→ **Recorded data**
_____
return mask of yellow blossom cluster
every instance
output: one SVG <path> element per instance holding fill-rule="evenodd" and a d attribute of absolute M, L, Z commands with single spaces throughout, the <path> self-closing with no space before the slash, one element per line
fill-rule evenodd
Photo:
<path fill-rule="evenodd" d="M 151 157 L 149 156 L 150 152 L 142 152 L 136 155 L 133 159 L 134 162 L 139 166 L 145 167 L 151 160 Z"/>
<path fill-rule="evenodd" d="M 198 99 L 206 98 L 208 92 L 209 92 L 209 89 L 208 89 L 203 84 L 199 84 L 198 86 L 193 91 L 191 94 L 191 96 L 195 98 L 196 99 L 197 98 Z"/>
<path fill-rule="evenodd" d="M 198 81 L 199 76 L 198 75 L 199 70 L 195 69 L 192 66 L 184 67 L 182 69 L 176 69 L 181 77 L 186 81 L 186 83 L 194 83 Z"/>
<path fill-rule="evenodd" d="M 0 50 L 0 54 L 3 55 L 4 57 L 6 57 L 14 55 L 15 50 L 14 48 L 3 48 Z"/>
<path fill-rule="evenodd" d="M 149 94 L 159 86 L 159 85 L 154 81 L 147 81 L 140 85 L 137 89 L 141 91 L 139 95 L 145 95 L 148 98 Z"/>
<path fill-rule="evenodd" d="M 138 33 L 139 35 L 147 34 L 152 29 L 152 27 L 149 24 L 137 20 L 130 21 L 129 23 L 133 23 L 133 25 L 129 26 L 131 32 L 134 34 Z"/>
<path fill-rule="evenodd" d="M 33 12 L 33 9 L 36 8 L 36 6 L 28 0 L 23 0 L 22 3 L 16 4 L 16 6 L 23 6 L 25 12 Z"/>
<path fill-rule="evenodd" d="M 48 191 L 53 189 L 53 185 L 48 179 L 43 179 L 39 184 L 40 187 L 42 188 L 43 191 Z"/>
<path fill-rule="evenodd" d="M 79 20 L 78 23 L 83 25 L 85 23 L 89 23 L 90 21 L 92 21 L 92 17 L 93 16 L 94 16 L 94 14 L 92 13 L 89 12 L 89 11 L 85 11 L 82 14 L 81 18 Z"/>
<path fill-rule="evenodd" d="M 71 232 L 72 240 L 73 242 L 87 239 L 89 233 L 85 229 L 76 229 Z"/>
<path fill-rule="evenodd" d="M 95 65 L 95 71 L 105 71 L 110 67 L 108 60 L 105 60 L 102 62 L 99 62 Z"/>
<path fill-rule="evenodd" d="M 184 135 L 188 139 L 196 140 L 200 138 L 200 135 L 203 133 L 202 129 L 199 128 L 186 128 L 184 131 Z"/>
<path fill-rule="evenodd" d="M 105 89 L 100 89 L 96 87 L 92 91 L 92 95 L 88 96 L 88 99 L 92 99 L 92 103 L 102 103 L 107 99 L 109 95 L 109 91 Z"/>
_____
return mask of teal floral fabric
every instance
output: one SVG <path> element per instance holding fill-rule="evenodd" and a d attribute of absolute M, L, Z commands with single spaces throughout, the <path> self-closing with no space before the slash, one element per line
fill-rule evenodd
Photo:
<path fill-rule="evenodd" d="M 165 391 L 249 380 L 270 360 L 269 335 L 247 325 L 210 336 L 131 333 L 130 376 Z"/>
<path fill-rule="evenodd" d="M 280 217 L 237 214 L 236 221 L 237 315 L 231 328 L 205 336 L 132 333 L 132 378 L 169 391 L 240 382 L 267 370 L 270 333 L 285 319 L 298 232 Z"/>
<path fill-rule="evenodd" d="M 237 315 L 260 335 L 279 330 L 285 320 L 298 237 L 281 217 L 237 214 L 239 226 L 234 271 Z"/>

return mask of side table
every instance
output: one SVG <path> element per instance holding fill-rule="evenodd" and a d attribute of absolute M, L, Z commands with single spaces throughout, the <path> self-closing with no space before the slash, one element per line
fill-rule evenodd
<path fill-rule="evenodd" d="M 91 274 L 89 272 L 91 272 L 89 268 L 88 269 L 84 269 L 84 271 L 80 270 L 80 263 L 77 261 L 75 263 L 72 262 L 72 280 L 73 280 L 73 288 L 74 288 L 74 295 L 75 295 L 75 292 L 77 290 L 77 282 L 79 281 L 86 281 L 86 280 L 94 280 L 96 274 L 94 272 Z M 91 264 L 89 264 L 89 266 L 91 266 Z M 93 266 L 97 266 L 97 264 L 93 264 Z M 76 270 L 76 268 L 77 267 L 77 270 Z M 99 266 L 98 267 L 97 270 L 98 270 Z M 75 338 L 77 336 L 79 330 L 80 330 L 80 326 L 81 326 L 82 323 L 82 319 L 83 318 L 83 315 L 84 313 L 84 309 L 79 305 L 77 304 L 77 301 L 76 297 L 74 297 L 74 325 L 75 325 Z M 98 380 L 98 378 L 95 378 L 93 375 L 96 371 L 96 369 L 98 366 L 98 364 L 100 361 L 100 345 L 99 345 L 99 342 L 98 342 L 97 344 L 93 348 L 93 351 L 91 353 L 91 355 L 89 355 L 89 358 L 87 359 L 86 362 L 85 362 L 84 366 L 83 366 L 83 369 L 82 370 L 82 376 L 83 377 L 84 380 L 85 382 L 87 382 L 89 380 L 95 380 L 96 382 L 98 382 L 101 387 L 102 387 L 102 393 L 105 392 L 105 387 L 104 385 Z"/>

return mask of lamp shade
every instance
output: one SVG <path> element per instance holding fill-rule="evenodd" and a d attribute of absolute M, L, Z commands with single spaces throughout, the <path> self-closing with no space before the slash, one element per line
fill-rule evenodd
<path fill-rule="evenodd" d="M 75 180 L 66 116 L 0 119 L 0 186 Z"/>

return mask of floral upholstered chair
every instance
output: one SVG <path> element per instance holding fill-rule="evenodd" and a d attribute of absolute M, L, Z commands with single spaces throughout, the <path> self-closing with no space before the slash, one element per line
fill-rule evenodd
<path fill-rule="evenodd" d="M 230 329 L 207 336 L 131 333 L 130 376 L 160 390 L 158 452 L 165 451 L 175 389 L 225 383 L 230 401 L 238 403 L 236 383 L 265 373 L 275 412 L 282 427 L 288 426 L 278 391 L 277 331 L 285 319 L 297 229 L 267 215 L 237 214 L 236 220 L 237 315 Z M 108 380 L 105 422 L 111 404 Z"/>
_____
→ **Exercise directions**
Filter the rows above and copy every line containing the word "mask".

→ **Expected output**
return mask of yellow blossom cluster
return mask of teal floral fabric
return mask of side table
return mask of lamp shade
return mask of floral upholstered chair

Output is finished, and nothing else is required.